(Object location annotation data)
*-*-*
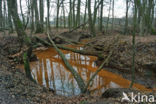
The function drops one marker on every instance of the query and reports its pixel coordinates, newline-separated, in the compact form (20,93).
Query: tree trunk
(1,17)
(38,25)
(42,15)
(78,13)
(48,16)
(57,15)
(112,15)
(126,19)
(91,25)
(101,16)
(23,18)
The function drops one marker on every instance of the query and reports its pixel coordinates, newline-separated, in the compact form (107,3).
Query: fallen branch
(77,77)
(72,49)
(98,70)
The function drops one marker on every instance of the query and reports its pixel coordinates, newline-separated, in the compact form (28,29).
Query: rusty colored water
(51,72)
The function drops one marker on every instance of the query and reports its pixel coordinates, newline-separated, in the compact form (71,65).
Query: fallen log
(72,49)
(77,77)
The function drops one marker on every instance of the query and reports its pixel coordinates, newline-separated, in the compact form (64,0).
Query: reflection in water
(51,72)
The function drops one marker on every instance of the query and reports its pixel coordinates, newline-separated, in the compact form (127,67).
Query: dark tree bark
(1,17)
(12,6)
(42,15)
(38,25)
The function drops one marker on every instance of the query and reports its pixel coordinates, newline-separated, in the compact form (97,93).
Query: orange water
(51,72)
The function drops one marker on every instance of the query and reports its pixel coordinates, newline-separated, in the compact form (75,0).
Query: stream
(51,72)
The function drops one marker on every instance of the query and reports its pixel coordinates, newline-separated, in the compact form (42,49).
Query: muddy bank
(15,88)
(19,89)
(121,59)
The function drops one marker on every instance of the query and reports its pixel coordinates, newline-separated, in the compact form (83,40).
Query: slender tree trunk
(10,21)
(1,16)
(108,16)
(126,19)
(101,16)
(91,25)
(64,17)
(112,15)
(12,6)
(42,15)
(78,13)
(134,49)
(38,26)
(48,16)
(74,17)
(84,21)
(32,16)
(23,18)
(70,15)
(57,15)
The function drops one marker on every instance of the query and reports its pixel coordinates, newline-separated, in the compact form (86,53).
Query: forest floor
(15,88)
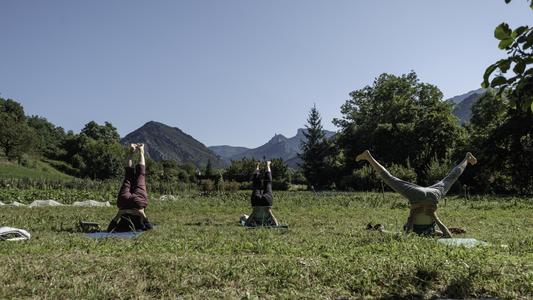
*-*-*
Written request — Report how many rows above contain the word "tree", giving only the number.

Task answer — 3